Set problem
How many lines in the entries below contain the string "brown"? Case matters, and your reply should be only the number.
-- START OF Records for the exercise --
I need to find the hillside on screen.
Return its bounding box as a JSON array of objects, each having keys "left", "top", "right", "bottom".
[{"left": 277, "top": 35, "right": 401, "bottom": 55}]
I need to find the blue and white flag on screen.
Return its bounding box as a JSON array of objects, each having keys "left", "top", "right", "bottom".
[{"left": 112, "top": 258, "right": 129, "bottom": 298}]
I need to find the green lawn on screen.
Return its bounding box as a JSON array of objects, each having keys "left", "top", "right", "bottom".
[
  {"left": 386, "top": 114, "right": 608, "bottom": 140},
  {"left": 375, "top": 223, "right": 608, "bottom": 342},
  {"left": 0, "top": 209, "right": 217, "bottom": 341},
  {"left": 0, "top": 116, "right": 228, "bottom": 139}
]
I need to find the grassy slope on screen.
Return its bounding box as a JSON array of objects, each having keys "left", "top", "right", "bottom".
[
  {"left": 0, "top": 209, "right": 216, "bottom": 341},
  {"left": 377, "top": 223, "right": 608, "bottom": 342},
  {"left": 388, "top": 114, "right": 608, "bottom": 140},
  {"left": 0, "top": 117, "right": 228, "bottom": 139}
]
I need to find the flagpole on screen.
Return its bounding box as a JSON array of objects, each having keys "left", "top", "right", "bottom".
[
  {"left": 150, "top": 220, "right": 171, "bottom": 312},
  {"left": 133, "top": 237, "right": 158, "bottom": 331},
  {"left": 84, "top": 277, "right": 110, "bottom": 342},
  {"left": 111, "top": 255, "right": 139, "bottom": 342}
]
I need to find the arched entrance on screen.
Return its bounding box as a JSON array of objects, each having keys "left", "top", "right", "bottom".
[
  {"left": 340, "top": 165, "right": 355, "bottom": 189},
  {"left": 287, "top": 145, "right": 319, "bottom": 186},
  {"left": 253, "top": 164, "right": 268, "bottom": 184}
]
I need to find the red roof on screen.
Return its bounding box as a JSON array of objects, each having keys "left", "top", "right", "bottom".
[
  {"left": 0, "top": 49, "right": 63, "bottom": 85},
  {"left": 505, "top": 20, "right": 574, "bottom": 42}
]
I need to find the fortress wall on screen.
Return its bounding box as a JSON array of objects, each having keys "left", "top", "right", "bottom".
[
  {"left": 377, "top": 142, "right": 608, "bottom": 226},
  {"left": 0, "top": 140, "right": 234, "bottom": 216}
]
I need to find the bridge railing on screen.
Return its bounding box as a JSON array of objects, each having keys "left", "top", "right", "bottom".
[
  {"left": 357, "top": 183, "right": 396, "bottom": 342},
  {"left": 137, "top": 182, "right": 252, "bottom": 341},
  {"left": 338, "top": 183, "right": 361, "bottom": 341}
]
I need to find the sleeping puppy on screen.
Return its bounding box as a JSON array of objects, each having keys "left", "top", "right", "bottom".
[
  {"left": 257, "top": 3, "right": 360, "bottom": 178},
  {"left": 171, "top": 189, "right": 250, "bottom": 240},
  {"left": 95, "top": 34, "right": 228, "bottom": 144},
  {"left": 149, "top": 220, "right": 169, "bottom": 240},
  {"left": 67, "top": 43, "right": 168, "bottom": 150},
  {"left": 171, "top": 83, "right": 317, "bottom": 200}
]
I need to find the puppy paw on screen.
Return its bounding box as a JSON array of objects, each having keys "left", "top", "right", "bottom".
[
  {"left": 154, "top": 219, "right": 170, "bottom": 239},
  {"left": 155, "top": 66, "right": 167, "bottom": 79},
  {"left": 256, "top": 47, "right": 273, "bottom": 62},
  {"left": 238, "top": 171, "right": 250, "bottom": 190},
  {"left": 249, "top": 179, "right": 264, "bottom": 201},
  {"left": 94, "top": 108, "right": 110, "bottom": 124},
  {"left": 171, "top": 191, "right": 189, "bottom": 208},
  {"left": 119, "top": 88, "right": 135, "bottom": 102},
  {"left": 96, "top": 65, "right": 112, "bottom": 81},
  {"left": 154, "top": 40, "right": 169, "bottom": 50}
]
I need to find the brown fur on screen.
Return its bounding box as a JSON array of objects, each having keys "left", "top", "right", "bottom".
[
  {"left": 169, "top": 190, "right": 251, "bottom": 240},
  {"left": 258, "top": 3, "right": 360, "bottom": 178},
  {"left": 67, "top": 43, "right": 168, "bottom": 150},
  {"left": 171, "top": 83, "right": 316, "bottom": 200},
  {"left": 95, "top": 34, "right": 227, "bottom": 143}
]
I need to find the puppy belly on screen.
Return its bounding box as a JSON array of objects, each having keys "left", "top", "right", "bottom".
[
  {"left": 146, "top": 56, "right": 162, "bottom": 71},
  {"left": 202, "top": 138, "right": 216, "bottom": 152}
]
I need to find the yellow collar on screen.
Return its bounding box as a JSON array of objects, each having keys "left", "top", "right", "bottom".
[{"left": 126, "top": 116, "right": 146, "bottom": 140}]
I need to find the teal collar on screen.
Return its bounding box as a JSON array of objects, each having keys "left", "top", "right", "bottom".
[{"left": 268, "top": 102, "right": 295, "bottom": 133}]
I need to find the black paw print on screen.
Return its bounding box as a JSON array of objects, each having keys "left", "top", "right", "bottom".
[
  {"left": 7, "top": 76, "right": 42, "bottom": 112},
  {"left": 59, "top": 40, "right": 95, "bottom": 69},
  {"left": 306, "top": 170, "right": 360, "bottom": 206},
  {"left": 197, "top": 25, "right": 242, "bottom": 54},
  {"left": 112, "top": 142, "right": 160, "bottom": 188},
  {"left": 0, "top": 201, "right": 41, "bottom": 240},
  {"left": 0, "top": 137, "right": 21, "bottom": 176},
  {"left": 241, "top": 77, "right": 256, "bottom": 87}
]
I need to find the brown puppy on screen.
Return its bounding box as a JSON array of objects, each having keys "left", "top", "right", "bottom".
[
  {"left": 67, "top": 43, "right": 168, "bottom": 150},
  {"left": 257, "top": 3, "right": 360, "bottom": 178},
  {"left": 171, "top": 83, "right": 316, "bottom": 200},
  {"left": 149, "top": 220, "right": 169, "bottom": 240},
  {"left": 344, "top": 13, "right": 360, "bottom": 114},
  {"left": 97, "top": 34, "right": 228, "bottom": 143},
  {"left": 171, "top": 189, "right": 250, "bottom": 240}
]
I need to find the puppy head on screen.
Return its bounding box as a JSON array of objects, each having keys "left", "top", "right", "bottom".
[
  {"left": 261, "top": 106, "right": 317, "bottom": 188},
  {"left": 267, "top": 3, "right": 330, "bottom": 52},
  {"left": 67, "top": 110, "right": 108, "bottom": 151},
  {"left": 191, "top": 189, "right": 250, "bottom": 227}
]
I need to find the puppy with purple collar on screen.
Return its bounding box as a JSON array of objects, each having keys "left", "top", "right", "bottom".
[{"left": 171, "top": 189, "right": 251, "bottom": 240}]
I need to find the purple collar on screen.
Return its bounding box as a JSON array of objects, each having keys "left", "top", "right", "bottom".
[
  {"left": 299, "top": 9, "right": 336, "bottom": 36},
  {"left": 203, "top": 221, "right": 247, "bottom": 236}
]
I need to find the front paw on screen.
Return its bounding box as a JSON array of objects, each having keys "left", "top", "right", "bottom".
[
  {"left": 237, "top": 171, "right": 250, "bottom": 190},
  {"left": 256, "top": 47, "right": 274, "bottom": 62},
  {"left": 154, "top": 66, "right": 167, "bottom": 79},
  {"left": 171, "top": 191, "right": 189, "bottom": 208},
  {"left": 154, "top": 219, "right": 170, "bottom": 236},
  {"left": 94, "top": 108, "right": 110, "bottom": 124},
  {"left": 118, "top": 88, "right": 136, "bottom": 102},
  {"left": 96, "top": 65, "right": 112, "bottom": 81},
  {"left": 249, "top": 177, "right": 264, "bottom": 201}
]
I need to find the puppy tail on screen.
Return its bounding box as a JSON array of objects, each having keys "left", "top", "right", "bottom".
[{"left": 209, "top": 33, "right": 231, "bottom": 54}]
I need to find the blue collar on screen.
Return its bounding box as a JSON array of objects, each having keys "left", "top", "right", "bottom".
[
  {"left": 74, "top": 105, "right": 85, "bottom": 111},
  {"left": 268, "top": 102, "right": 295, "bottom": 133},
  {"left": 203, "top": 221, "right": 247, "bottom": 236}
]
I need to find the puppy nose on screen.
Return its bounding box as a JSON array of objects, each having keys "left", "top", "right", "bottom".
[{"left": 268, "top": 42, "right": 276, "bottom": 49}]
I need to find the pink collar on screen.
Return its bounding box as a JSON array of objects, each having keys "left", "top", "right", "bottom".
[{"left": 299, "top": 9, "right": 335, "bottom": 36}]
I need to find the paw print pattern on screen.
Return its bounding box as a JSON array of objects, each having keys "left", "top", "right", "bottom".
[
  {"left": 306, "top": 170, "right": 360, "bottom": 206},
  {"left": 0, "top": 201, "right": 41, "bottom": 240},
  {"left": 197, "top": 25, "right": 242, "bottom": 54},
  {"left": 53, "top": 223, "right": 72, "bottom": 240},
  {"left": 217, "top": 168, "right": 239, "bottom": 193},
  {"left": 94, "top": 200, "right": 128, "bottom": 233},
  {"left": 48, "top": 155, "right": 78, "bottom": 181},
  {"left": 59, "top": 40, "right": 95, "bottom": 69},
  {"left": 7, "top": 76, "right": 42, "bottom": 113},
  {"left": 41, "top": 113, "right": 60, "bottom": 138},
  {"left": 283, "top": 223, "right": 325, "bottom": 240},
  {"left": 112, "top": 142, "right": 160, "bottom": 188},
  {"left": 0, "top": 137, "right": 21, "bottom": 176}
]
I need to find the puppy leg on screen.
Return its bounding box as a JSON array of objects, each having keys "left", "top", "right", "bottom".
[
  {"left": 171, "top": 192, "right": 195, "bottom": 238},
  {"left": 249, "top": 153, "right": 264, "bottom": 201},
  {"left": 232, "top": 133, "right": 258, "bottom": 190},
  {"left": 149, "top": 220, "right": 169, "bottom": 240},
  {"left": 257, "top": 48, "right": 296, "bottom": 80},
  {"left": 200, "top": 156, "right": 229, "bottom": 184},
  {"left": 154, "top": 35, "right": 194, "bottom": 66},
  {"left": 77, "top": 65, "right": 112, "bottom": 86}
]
-- END OF Records for the exercise --
Solution to this task
2